- Fonte

Friday, 22 de November de 2024 ISSN 1519-7670 - Ano 24 - nº 1315

Tiririca não é o alvo certo

As eleições de 2010 terminaram com um comentário em particular dominando as fofocas da mídia: o caso Tiririca. Como a democracia brasileira pode gerar as ditas ‘aberrações’ similares ao comediante, eleito deputado federal pelo estado de São Paulo? Por quais razões surgiriam tais gargalos nas instituições políticas brasileiras?

As conclusões imediatistas responderiam em algumas direções, desde a reforma política até soluções que censurariam os direitos de determinados grupos sociais em buscar a ocupação de cargo eletivo. Bradariam os ‘caçadores de furos’ aos ouvidos dos ‘especialistas’ os apelos por explicações acerca dos motivos que não deixam a famigerada reforma política sair do papel; pediriam elucidações sobre mecanismos de veto para candidatos com características consideradas inadequadas.

Tudo isso resulta em ocultar as faces mais verdadeiras da novata democracia nacional, tratando de questões de intensa complexidade social com falsos remédios. Se procurarmos conhecer melhor os alicerces da nossa política, precisaremos ir além de sentenças estéreis, reducionistas e, por conseguinte, pouco ou nada informativas. Nesse sentido, cabe uma crítica ao próprio processo de produção do qual o jornalismo contemporâneo se tornou dependente, na medida em que os trabalhadores – sim, trabalhadores, a maior fatia de jornalistas – das empresas de comunicação operam pressionados constantemente, numa competição empresarial voraz, que origina, entre outros reflexos, a velocidade (time is money!) em detrimento da qualidade da informação.

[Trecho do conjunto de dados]
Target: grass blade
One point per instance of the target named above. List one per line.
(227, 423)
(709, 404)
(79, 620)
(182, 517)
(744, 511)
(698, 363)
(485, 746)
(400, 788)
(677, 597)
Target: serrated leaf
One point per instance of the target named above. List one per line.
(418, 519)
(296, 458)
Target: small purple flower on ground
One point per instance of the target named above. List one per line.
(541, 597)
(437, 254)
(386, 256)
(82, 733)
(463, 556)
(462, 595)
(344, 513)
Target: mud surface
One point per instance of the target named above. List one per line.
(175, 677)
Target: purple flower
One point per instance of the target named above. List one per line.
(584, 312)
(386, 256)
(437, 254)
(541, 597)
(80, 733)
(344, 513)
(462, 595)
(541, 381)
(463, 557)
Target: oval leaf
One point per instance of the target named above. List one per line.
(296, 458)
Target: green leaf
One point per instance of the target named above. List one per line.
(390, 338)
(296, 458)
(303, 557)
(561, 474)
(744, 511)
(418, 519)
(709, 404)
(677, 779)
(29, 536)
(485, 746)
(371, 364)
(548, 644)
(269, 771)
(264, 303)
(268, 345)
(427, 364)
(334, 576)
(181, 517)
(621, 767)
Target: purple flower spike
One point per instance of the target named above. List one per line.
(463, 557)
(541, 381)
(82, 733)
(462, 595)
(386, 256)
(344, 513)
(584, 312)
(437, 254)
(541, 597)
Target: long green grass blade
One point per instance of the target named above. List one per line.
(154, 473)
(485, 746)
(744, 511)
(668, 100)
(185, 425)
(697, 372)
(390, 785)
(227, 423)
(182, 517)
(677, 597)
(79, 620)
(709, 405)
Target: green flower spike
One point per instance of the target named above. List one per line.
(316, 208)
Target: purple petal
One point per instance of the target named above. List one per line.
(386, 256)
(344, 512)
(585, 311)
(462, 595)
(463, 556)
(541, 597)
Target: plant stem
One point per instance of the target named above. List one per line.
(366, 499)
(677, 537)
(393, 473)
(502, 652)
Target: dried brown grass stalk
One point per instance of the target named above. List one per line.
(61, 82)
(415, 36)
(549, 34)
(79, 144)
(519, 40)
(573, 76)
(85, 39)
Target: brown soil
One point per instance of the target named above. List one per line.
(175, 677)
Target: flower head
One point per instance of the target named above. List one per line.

- Tarefas a realizar
a - Transcreva do artigo sobre o caso Tiririca tudo o que vai de "As eleições de" até "instituições políticas brasileiras?".
b - Liste todas as expressões que aparecem entre aspas simples no artigo sobre o caso Tiririca.
Não é preciso usar as linhas para nada aqui.

- Respostas esperadas
a -
As eleições de 2010 terminaram com um comentário em particular dominando as fofocas da mídia: o caso Tiririca. Como a democracia brasileira pode gerar as ditas ‘aberrações’ similares ao comediante, eleito deputado federal pelo estado de São Paulo? Por quais razões surgiriam tais gargalos nas instituições políticas brasileiras?

b -
- ‘aberrações’
- ‘caçadores de furos’
- ‘especialistas’